**Try it**
What the task needs is the data below, written out verbatim.

START Source material

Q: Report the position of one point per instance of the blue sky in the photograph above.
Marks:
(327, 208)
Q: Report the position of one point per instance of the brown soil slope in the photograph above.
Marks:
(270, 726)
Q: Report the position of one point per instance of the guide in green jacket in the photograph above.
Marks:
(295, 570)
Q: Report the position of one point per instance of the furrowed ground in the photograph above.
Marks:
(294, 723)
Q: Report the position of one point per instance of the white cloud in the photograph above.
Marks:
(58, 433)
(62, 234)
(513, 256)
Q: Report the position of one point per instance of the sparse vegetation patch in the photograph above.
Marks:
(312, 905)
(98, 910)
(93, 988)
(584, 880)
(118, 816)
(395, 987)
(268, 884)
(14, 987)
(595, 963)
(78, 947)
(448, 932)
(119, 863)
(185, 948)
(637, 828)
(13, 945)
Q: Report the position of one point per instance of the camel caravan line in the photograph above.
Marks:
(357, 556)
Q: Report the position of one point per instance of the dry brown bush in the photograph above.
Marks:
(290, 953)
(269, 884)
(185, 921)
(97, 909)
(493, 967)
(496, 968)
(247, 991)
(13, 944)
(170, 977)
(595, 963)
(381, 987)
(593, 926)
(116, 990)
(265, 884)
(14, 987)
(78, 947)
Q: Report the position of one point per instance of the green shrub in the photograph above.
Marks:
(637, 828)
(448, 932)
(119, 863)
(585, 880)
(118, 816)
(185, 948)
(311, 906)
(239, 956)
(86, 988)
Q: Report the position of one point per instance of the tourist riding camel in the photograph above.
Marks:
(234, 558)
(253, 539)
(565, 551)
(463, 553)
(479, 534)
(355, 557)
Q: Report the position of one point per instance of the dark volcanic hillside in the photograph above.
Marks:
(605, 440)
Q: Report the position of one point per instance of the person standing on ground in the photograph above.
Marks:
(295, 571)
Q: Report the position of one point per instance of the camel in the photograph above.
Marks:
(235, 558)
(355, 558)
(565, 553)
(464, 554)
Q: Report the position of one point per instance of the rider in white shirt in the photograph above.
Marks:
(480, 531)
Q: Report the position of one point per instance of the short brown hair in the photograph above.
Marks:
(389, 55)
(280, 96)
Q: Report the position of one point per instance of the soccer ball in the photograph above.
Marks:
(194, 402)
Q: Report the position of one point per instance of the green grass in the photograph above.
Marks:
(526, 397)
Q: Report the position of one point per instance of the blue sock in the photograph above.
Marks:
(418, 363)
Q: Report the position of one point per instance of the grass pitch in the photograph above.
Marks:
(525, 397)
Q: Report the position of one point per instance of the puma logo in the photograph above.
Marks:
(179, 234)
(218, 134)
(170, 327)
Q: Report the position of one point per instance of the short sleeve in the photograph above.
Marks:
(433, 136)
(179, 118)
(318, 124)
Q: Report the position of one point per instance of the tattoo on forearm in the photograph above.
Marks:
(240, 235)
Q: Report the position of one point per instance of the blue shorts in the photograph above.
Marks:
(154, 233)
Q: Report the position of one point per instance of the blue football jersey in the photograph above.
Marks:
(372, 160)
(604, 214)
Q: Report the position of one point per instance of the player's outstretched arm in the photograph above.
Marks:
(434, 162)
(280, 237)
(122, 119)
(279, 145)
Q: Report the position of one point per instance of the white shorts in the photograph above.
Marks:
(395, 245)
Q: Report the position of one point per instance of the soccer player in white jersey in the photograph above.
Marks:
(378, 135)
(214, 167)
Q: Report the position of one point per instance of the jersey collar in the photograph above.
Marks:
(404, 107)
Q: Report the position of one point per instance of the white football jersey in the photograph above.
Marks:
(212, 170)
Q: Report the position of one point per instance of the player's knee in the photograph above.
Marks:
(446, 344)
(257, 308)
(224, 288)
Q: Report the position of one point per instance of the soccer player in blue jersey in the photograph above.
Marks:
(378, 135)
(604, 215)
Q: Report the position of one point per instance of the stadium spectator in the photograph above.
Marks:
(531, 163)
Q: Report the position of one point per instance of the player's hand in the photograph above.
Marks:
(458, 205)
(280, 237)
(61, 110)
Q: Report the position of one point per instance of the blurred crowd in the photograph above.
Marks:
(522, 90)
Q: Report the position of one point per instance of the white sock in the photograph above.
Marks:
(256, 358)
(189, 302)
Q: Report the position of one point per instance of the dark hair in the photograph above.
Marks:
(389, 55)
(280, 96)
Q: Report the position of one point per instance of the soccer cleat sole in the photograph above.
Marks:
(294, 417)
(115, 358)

END Source material

**Response**
Q: Report the position of one point per instance of the blue sky in the photograph above.
Marks:
(327, 208)
Q: Report the position of one point per instance of the brown soil slope in the photograph above.
Marks:
(270, 726)
Q: Report the position of one point per instance of the guide in green jacket in the photograph above.
Marks:
(295, 570)
Q: Report the position of one point per instance of the furrowed ground in the photograph above.
Marks:
(294, 723)
Q: Report the position of one point per instance of the white cloud in the photograph above.
Marks:
(58, 433)
(62, 234)
(513, 256)
Q: Report the position of one point per instance of the sparse vegetation patch in the photograph above.
Marks:
(312, 905)
(98, 910)
(93, 988)
(584, 880)
(118, 816)
(395, 987)
(268, 884)
(14, 987)
(595, 963)
(78, 947)
(448, 932)
(119, 863)
(185, 948)
(637, 828)
(13, 945)
Q: Report the position of one point per instance of the camel caravan line in the photograph above.
Marks:
(357, 556)
Q: Report the position of one point per instance of the dry brown bush in the photograph above.
Marks:
(290, 953)
(269, 884)
(185, 921)
(97, 909)
(493, 967)
(496, 968)
(247, 991)
(13, 944)
(170, 977)
(595, 963)
(381, 987)
(593, 926)
(116, 990)
(265, 884)
(14, 987)
(78, 947)
Q: Report the position of one point per instance of the green shrub in the photograph above.
Marks:
(637, 828)
(448, 932)
(119, 863)
(585, 880)
(118, 816)
(185, 948)
(311, 906)
(239, 956)
(86, 988)
Q: Report the position of one point per instance of the tourist riding camel in the photograph above.
Marks:
(234, 558)
(253, 539)
(565, 551)
(463, 553)
(479, 534)
(355, 557)
Q: Report the position of one point per instance of the dark volcanic hillside in the photograph above.
Marks:
(605, 440)
Q: Report the position of one point per instance of the person standing on ground in the photograph above.
Marks:
(295, 571)
Q: Report the position of one point per instance of the camel in the photograph above.
Marks:
(235, 558)
(355, 558)
(565, 553)
(464, 554)
Q: Report the position of one point per instance of the rider in white shirt in the photograph above.
Marks:
(480, 531)
Q: Report the position of one point per instance of the short brown hair in the photograph above.
Marks:
(389, 55)
(280, 96)
Q: Report the position of one point per instance of the soccer ball in the photograph above.
Marks:
(194, 402)
Q: Report the position of one point per instance of the green grass in the photograph above.
Marks:
(526, 397)
Q: Report the position of one point per instance of the blue sock in the photograph above.
Marks:
(418, 363)
Q: Report the position of one point per instance of the grass pitch in the photograph above.
Marks:
(525, 397)
Q: Report the position of one point per instance of the puma logo in the photograph above.
Marks:
(179, 234)
(218, 134)
(170, 327)
Q: Report the position of one point per instance of the short sleeve in the photograph above.
Marks:
(433, 136)
(179, 118)
(318, 124)
Q: Report the position of one point per instance of the tattoo on forearm in the photograph above.
Marks:
(240, 235)
Q: Report the position of one point per instance of the blue shorts in the photograph above.
Marks:
(154, 233)
Q: Report the position of one point per instance of the blue football jersey in the photograph above.
Marks:
(372, 160)
(604, 214)
Q: Report the position of one point per instance of the player's outstretched arm in the photograph above.
Marks:
(434, 162)
(280, 237)
(122, 119)
(279, 145)
Q: Report the position of one point per instance of the white shorts in the photograph above.
Marks:
(395, 245)
Q: Report the position of one point per instance of the soccer player in white jersey in the photograph above.
Marks:
(378, 135)
(214, 167)
Q: Report the position of one point per instance of the jersey collar in the photograph above.
Marks:
(404, 107)
Q: Report the position of one point per instance of the white football jersey in the photograph above.
Marks:
(212, 170)
Q: Report the position of one point per instance of the player's knee in the photograph above.
Marks:
(446, 344)
(257, 308)
(224, 288)
Q: Report the position of one point per instance of the soccer player in blue jersey in the photograph above.
Marks:
(378, 135)
(604, 215)
Q: Report the position of one point per instance of the stadium spectator in the photograph above.
Marks:
(531, 163)
Q: Report the position of one point per instance of the player's hand in the photograph above.
Marks:
(458, 205)
(280, 237)
(61, 110)
Q: Report the position of one point per instance of the blurred crowd in the photograph above.
Marks:
(522, 90)
Q: Report the position of one point per instance of the white sock in the photograph above.
Marks:
(256, 358)
(189, 302)
Q: Report the position of one point per instance of the dark hair in the photograph above.
Marks:
(389, 55)
(280, 96)
Q: Report the position of one point per instance of the soccer cleat sole in the photograph above.
Marks:
(294, 417)
(115, 358)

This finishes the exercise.